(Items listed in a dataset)
--

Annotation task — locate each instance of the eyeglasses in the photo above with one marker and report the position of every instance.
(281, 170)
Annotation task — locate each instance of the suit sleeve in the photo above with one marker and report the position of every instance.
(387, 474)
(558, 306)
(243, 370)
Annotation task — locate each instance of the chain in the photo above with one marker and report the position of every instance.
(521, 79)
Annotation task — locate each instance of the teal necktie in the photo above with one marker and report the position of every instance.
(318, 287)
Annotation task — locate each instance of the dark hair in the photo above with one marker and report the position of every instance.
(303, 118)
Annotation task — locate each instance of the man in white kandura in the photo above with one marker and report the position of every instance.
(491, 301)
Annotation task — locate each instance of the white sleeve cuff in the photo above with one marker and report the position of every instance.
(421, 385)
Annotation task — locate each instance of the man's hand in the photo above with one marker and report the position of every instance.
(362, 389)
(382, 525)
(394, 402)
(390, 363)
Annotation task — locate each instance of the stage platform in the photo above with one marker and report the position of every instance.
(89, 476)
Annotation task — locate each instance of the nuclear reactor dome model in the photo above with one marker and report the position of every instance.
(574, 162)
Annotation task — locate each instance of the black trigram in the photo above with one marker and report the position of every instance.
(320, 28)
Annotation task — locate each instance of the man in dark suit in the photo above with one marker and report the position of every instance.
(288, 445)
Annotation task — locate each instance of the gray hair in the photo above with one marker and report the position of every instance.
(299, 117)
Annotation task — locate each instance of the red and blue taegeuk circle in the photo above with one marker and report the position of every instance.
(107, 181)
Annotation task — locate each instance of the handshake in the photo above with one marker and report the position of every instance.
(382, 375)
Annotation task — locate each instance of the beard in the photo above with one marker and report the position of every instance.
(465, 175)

--

#### Assigned task
Word for word, retype all of the entries above.

#### Your response
Annotation task — locate each instance of the eyeglasses in the photo above with one marker and report the position of every instance.
(281, 170)
Annotation task — locate each instance of the suit sleeve in the photo above with one marker and report the position of every instance.
(387, 474)
(558, 306)
(243, 370)
Annotation task — locate each instance of the chain in the photo above with one marker and report the position of every instance.
(521, 79)
Annotation task — locate each instance of the teal necktie in the photo above with one marker and report the position of every instance.
(318, 287)
Annotation task — locate each instance of the dark hair in the photo above with one marker and report the position of every instance.
(303, 118)
Annotation task — locate each instance of the man in white kandura in the photo above with one marker and report the position of every instance.
(491, 301)
Annotation task — locate each instance of the white sleeve cuff in the photo above with one marker and report the position of every instance.
(421, 385)
Annotation task — locate each instance of the man's hand in the photo above with one marker and report the position of every instance.
(362, 389)
(382, 525)
(394, 402)
(390, 363)
Annotation task — locate each instance of the stage platform in the photo above with one marker and report the position of every instance.
(89, 476)
Annotation task — locate each instance of the nuclear reactor dome model in the photo above with one marker and report the position of every instance.
(574, 162)
Annotation task — locate each instance of the black trigram in the photo above with one marker and report the position of every instance.
(320, 28)
Annotation task — locate each instance of the man in dark suit in the photo above with one marker and report the position of every instance.
(288, 445)
Annotation task — locate each instance of the gray hair in the photo above with one marker and report the position of every instance.
(299, 117)
Annotation task — locate each instance of the red and blue taegeuk circle in the photo above with one marker and report the position of every instance.
(107, 181)
Annotation task — locate each instance of the handshake in the photo above with one marker and report the position of every instance.
(382, 375)
Annotation task — locate each instance of the beard in the photo above with one marker and report the position of every instance.
(465, 175)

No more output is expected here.